_EXTRACTED RECORDS_.
____
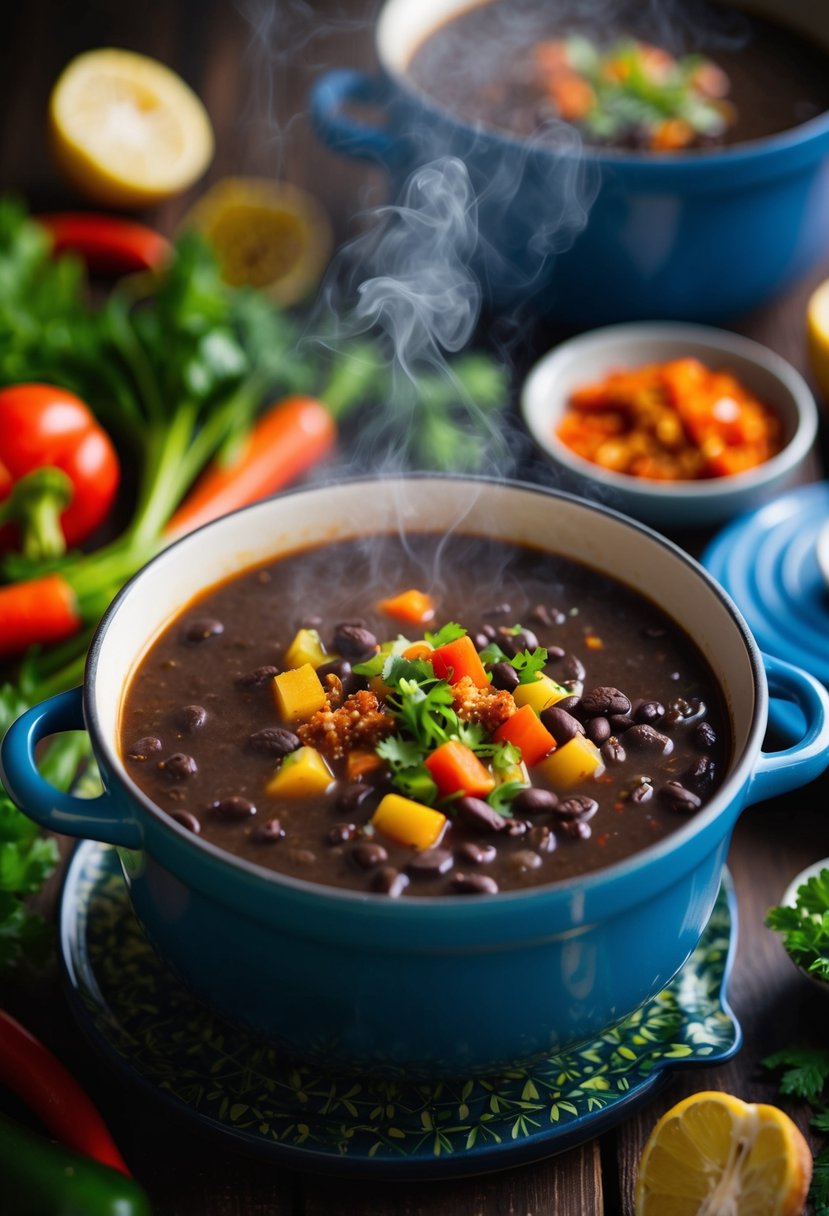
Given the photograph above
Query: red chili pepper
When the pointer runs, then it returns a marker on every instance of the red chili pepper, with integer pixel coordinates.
(106, 243)
(37, 612)
(35, 1075)
(43, 427)
(286, 442)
____
_WRITTEN PROBLEM_.
Substitute "red hot pepper" for "red chili pepper" throughout the items and give them again with nothing else changed. Leave out the pictures.

_RESULT BELOW_.
Given the photograph above
Query: red hot pepper
When the pointer runs, then it returns a marker on every instance of the red hot pepper, with integer pixel coordinates.
(106, 243)
(37, 612)
(35, 1075)
(43, 427)
(286, 442)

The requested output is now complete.